THE TASK: Copy every row below word for word, with no changes.

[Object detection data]
## Begin

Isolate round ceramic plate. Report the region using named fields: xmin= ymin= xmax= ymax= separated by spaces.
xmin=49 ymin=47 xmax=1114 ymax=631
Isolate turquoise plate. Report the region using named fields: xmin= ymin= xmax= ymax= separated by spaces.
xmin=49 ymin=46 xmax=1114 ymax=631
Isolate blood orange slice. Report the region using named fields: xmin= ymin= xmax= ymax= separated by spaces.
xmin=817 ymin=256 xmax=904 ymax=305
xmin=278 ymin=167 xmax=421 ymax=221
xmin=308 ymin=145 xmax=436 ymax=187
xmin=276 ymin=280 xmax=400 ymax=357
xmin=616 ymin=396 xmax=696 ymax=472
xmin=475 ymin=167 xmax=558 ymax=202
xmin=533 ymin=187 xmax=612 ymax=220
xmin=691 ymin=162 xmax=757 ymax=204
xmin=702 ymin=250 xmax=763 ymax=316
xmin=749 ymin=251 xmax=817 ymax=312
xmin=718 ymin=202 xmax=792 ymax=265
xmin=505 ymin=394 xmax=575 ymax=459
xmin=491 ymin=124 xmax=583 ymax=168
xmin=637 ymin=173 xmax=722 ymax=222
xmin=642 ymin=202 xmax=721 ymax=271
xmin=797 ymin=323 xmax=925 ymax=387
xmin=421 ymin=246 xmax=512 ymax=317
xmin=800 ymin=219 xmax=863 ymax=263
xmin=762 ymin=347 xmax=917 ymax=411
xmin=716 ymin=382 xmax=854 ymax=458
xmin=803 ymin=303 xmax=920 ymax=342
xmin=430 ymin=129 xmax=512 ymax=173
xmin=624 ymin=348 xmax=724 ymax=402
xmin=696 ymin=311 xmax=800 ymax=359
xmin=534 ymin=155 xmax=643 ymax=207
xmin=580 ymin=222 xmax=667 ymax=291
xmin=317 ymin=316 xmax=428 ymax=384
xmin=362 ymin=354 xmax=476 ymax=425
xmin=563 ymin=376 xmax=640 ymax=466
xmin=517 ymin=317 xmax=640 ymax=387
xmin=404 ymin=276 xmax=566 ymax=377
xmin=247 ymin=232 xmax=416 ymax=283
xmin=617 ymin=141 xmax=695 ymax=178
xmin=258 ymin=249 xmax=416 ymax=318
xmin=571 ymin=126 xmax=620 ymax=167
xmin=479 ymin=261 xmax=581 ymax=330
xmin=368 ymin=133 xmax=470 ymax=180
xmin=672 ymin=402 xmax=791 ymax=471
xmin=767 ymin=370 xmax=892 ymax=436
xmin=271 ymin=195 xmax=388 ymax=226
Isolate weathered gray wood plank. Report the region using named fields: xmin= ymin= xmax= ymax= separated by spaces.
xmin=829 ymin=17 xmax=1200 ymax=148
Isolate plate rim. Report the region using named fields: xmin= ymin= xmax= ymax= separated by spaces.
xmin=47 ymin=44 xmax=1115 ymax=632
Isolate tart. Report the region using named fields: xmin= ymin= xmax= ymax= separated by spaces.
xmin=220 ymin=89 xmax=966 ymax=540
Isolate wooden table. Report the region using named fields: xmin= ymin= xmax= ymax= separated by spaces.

## End

THE COMPLETED TASK:
Isolate round ceramic plate. Report the region using named fields: xmin= ymin= xmax= ymax= separated by spaces.
xmin=49 ymin=47 xmax=1114 ymax=631
Isolate turquoise plate. Report the region using named fields: xmin= ymin= xmax= ymax= separated by spaces.
xmin=49 ymin=46 xmax=1114 ymax=631
Isolate blood orange slice. Report the region using named fields: xmin= ymin= xmax= ymax= separated by spaces.
xmin=817 ymin=256 xmax=904 ymax=305
xmin=278 ymin=167 xmax=421 ymax=221
xmin=308 ymin=145 xmax=436 ymax=187
xmin=276 ymin=280 xmax=400 ymax=357
xmin=616 ymin=396 xmax=696 ymax=472
xmin=475 ymin=167 xmax=558 ymax=202
xmin=533 ymin=187 xmax=612 ymax=220
xmin=691 ymin=162 xmax=757 ymax=204
xmin=702 ymin=250 xmax=763 ymax=316
xmin=749 ymin=251 xmax=817 ymax=312
xmin=718 ymin=202 xmax=792 ymax=265
xmin=505 ymin=394 xmax=575 ymax=459
xmin=491 ymin=124 xmax=583 ymax=168
xmin=637 ymin=173 xmax=722 ymax=222
xmin=642 ymin=202 xmax=721 ymax=271
xmin=797 ymin=323 xmax=925 ymax=387
xmin=421 ymin=246 xmax=512 ymax=317
xmin=800 ymin=219 xmax=863 ymax=263
xmin=762 ymin=347 xmax=917 ymax=411
xmin=716 ymin=382 xmax=854 ymax=458
xmin=803 ymin=303 xmax=920 ymax=342
xmin=430 ymin=129 xmax=512 ymax=173
xmin=624 ymin=348 xmax=724 ymax=402
xmin=696 ymin=311 xmax=800 ymax=359
xmin=534 ymin=155 xmax=643 ymax=207
xmin=580 ymin=222 xmax=667 ymax=291
xmin=317 ymin=316 xmax=428 ymax=384
xmin=362 ymin=354 xmax=476 ymax=425
xmin=563 ymin=376 xmax=640 ymax=466
xmin=517 ymin=317 xmax=640 ymax=387
xmin=404 ymin=276 xmax=566 ymax=377
xmin=247 ymin=232 xmax=416 ymax=283
xmin=617 ymin=141 xmax=695 ymax=178
xmin=258 ymin=249 xmax=416 ymax=318
xmin=571 ymin=126 xmax=620 ymax=167
xmin=479 ymin=261 xmax=581 ymax=330
xmin=368 ymin=133 xmax=470 ymax=180
xmin=672 ymin=402 xmax=791 ymax=471
xmin=767 ymin=370 xmax=892 ymax=436
xmin=271 ymin=195 xmax=388 ymax=226
Isolate weathered gray wood plank. Report the region using named fields: xmin= ymin= xmax= ymax= separated by spaces.
xmin=829 ymin=17 xmax=1200 ymax=148
Isolate plate rim. Report the region using named fields: xmin= ymin= xmax= ymax= separated by spaces.
xmin=47 ymin=44 xmax=1115 ymax=632
Isolate tart. Report the region using named fields: xmin= ymin= xmax= ymax= separated by spaces.
xmin=220 ymin=89 xmax=966 ymax=540
Isolate wooden table. Report the region using named fields: xmin= ymin= xmax= ymax= separated by spaces.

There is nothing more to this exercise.